## [What is being asked]
Edit the records below by replacing "drop a point" with "place a marker" wherever it appears, leaving everything else untouched.

## [Listed entries]
# # #

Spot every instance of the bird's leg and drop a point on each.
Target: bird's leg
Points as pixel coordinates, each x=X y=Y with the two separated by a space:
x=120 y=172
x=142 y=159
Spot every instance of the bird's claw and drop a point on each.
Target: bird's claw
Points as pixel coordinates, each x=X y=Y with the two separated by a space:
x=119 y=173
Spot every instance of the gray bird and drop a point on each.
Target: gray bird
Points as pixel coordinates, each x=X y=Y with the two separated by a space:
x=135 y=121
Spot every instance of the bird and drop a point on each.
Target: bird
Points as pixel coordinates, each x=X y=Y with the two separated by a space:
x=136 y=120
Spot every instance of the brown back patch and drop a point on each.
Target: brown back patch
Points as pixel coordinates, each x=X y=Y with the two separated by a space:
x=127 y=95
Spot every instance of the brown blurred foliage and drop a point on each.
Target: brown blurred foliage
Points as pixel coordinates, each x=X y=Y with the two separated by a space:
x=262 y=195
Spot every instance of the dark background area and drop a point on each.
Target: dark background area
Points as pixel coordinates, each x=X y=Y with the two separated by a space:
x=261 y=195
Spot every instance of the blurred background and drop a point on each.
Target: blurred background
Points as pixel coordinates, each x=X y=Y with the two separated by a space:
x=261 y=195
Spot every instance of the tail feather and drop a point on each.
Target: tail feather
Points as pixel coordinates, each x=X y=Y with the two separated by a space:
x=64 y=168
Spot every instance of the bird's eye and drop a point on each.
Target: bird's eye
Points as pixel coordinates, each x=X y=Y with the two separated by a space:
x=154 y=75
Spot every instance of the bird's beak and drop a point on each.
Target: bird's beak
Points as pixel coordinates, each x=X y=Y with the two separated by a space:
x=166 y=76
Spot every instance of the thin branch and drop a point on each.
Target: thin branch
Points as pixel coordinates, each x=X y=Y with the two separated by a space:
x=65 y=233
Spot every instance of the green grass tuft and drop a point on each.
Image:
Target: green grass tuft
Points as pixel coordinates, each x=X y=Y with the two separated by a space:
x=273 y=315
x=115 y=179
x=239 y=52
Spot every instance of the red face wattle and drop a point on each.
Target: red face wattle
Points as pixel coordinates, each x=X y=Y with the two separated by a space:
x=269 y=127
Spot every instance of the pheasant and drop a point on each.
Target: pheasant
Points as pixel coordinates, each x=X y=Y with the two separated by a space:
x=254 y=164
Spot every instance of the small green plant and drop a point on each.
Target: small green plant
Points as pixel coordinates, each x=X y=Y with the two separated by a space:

# # #

## [Solution]
Spot every instance of the bird's leg and place a marker on each.
Target: bird's leg
Points as pixel coordinates, each x=X y=Y with the two separated by a space:
x=120 y=172
x=142 y=159
Spot every instance of the bird's claw and place a marker on each.
Target: bird's claw
Points as pixel coordinates, each x=X y=Y with the two separated by a space:
x=119 y=173
Spot every instance of the gray bird and place a marker on each.
Target: gray bird
Points as pixel coordinates, each x=X y=Y with the two separated by a space:
x=135 y=121
Spot every instance of the bird and place a marker on each.
Target: bird
Points as pixel coordinates, each x=X y=Y with the two separated by a space:
x=136 y=120
Spot every instance of the brown back patch and place a marker on each.
Target: brown back patch
Points as pixel coordinates, each x=X y=Y with the two separated by a space:
x=127 y=95
Spot every instance of the brown blurred foliage and place a marker on each.
Target: brown blurred foliage
Points as pixel coordinates, each x=X y=Y with the two separated by a space:
x=262 y=195
Spot every instance of the dark background area and place a marker on each.
Target: dark background area
Points as pixel coordinates, each x=X y=Y with the two separated by a space:
x=261 y=195
Spot every instance of the blurred background and place a marker on each.
Target: blurred background
Points as pixel coordinates, each x=X y=Y with the two separated by a space:
x=261 y=195
Spot every instance of the tail feather and place a marker on each.
Target: tail feather
Points as pixel coordinates, each x=X y=Y with the two separated by a space:
x=64 y=168
Spot every instance of the bird's eye and place a marker on each.
Target: bird's eye
Points as pixel coordinates, each x=X y=Y with the two separated by a space:
x=154 y=75
Spot every instance of the bird's beak and place a marker on each.
Target: bird's beak
Points as pixel coordinates, each x=X y=Y with the two separated by a space:
x=166 y=76
Spot every instance of the thin branch and place a marker on each.
Target: thin branch
Points as pixel coordinates, each x=X y=Y with the two separated by a space:
x=65 y=233
Spot every instance of the green grass tuft and place a marker on each.
Image:
Target: green grass tuft
Points as pixel coordinates, each x=X y=Y with the two separated by a space:
x=273 y=315
x=115 y=179
x=239 y=52
Spot every instance of the red face wattle and place a marker on each.
Target: red face wattle
Points as pixel coordinates, each x=X y=Y with the two separated by a space:
x=269 y=127
Spot every instance of the pheasant and place a marker on each.
Target: pheasant
Points as pixel coordinates, each x=X y=Y with the two separated by a space:
x=254 y=164
Spot every instance of the small green plant and place a marker on each.
Target: small green plant
Points as pixel coordinates, each x=X y=Y with the two separated by a space:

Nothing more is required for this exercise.